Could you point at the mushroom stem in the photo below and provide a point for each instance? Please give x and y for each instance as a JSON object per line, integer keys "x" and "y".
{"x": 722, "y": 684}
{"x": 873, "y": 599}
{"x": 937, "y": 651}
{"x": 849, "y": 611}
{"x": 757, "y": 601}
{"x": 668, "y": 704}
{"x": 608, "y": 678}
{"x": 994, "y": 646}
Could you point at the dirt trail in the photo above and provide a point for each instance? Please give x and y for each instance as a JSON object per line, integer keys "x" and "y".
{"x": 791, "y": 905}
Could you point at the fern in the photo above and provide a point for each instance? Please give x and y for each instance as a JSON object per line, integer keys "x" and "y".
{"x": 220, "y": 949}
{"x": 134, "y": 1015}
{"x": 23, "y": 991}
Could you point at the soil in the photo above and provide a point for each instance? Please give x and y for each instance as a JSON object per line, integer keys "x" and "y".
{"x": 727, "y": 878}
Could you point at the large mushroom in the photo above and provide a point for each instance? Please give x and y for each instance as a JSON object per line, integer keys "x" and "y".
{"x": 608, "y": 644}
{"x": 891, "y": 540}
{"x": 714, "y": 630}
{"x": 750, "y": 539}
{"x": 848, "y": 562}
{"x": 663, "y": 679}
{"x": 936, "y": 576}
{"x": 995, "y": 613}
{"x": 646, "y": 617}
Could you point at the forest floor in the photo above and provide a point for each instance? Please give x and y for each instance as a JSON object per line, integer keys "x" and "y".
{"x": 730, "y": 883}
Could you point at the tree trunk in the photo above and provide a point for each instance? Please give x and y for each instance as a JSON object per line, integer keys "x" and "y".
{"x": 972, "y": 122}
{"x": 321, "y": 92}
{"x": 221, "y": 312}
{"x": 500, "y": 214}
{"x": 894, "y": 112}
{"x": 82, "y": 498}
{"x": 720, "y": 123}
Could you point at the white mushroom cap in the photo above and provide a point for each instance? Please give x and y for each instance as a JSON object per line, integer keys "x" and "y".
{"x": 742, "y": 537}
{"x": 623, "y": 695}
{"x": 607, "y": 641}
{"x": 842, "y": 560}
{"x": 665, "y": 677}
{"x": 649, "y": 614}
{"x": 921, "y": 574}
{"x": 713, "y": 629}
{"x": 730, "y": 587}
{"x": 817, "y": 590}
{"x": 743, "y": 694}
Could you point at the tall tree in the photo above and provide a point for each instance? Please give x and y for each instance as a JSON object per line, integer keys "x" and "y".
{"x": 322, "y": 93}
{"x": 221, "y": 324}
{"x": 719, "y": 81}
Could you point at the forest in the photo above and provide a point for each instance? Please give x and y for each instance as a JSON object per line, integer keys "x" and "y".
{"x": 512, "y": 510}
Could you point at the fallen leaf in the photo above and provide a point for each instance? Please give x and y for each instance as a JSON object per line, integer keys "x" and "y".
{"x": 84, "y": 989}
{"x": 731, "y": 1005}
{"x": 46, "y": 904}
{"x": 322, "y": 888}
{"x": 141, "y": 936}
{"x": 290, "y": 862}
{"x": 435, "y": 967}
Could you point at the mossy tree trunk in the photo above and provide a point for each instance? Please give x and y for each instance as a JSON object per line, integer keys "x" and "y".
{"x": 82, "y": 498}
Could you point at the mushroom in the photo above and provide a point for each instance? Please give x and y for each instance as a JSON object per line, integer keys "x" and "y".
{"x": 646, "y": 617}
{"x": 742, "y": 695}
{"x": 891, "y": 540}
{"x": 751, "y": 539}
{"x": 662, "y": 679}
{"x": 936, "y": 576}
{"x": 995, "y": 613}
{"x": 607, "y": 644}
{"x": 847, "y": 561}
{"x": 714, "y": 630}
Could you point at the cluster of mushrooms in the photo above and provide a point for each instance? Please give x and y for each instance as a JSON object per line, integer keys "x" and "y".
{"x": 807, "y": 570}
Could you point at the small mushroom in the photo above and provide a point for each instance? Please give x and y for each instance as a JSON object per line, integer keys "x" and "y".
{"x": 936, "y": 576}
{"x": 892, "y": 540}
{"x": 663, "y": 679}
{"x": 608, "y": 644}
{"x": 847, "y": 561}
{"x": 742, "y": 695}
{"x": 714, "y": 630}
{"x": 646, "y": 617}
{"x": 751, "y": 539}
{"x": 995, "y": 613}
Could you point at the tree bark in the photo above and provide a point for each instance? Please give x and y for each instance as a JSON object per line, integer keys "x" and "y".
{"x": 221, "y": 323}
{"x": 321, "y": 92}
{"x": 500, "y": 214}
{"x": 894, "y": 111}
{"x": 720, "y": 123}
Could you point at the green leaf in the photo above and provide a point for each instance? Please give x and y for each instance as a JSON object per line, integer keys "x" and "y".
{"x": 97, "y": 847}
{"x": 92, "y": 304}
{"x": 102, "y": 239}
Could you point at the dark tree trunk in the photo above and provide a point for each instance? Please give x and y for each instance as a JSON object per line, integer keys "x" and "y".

> Work to do
Could you reproduce all of the material above, every line unchanged and in its original order?

> Answer
Could you point at the mushroom stem in the photo below and provide a point for each instance? Please give x and y for each instance as a JSON object per line, integer keys "x" and "y".
{"x": 722, "y": 684}
{"x": 873, "y": 599}
{"x": 937, "y": 651}
{"x": 849, "y": 611}
{"x": 757, "y": 601}
{"x": 668, "y": 704}
{"x": 608, "y": 678}
{"x": 994, "y": 646}
Could you point at the dirt trail in the photo above and provide a point for each instance? Please give x and y for each instance as a JSON object per line, integer keys "x" and "y".
{"x": 791, "y": 905}
Could you point at the fern in the photo above and provide a point for each instance? Please give x and y for each instance as a JSON object per line, integer keys "x" and "y".
{"x": 220, "y": 949}
{"x": 134, "y": 1015}
{"x": 23, "y": 991}
Could you point at the soil in the photo above and provide a point for each instance? Please give x and y for each instance as a JSON object per line, integer keys "x" and "y".
{"x": 727, "y": 878}
Could you point at the large mushroom in the photo above and provide a point for each instance? Please give x and y for each instance as a JSON object per line, integer keys "x" and "y".
{"x": 608, "y": 644}
{"x": 891, "y": 540}
{"x": 714, "y": 630}
{"x": 750, "y": 539}
{"x": 848, "y": 562}
{"x": 663, "y": 679}
{"x": 936, "y": 576}
{"x": 995, "y": 613}
{"x": 646, "y": 617}
Could you point at the forest floor in the photo above and provide a point for each instance? Please give x and y for each instance as a JSON object per line, integer keys "x" and "y".
{"x": 730, "y": 883}
Could you point at the tree trunk in the photo above and provide a point for each instance? Please give x and y for each instance as a JSON object per line, integer keys "x" and "y".
{"x": 972, "y": 122}
{"x": 321, "y": 92}
{"x": 221, "y": 312}
{"x": 500, "y": 214}
{"x": 894, "y": 112}
{"x": 82, "y": 498}
{"x": 720, "y": 123}
Could you point at the white mushroom cap in the photo above and provide a point for each instance? Please give x and y for each instance as a JSON object per line, integer keys "x" and "y".
{"x": 742, "y": 537}
{"x": 623, "y": 695}
{"x": 607, "y": 641}
{"x": 842, "y": 560}
{"x": 665, "y": 677}
{"x": 649, "y": 614}
{"x": 921, "y": 574}
{"x": 713, "y": 629}
{"x": 730, "y": 587}
{"x": 817, "y": 590}
{"x": 743, "y": 694}
Could you point at the tall tree in the photo above and provide a point for each instance? Please give x and y for each instance as a JSON object per line, integer keys "x" and "y".
{"x": 322, "y": 93}
{"x": 221, "y": 324}
{"x": 719, "y": 81}
Could you point at the forest in the photo above and provide a point for each instance? Please give x and y for each instance as a JSON object per line, integer keys "x" and "y".
{"x": 512, "y": 510}
Could you point at the fallen leaf in the photo above and provide a point for each instance? Please give x and y for each instance as a JSON object per line, integer keys "x" and "y".
{"x": 84, "y": 989}
{"x": 731, "y": 1005}
{"x": 46, "y": 904}
{"x": 322, "y": 888}
{"x": 141, "y": 936}
{"x": 290, "y": 862}
{"x": 435, "y": 967}
Could you point at the mossy tree trunk in the photo above and provide a point for each instance? Please give x and y for each instance as a JSON object per line, integer keys "x" and "y".
{"x": 82, "y": 498}
Could you point at the mushroom in the photo above and provide a point for each instance? Please give x and y for each instance as a JSON object per line, integer keys "x" and "y".
{"x": 646, "y": 617}
{"x": 742, "y": 695}
{"x": 891, "y": 540}
{"x": 751, "y": 539}
{"x": 662, "y": 679}
{"x": 936, "y": 576}
{"x": 995, "y": 613}
{"x": 607, "y": 644}
{"x": 847, "y": 561}
{"x": 714, "y": 630}
Could you point at the cluster of mushrooms in the photo above and provide a point for each instance? Please give x and y for each instance as a JSON object per line, integer keys "x" and "y".
{"x": 807, "y": 570}
Could you point at the small mushroom in the photo above and provide a point for each instance? Please give x and y for each instance as a JSON object per line, integer keys "x" and "y".
{"x": 936, "y": 576}
{"x": 892, "y": 540}
{"x": 663, "y": 679}
{"x": 608, "y": 644}
{"x": 847, "y": 561}
{"x": 742, "y": 695}
{"x": 714, "y": 630}
{"x": 646, "y": 617}
{"x": 751, "y": 539}
{"x": 995, "y": 613}
Could you point at the tree bark in the photo above and provide a point for each instance? Please give x and y for each instance as a JSON object per line, integer keys "x" and "y".
{"x": 221, "y": 323}
{"x": 321, "y": 92}
{"x": 500, "y": 214}
{"x": 894, "y": 111}
{"x": 720, "y": 123}
Could you point at the green leaf in the photo above and provide a point for each instance? Please give x and y for each instance as a JSON object per line, integer keys "x" and "y".
{"x": 97, "y": 847}
{"x": 92, "y": 304}
{"x": 102, "y": 239}
Could you point at the dark tree trunk in the photo above and provide a point for each instance? Please give x and y for each instance as a JSON object per line, integer keys "x" and "y".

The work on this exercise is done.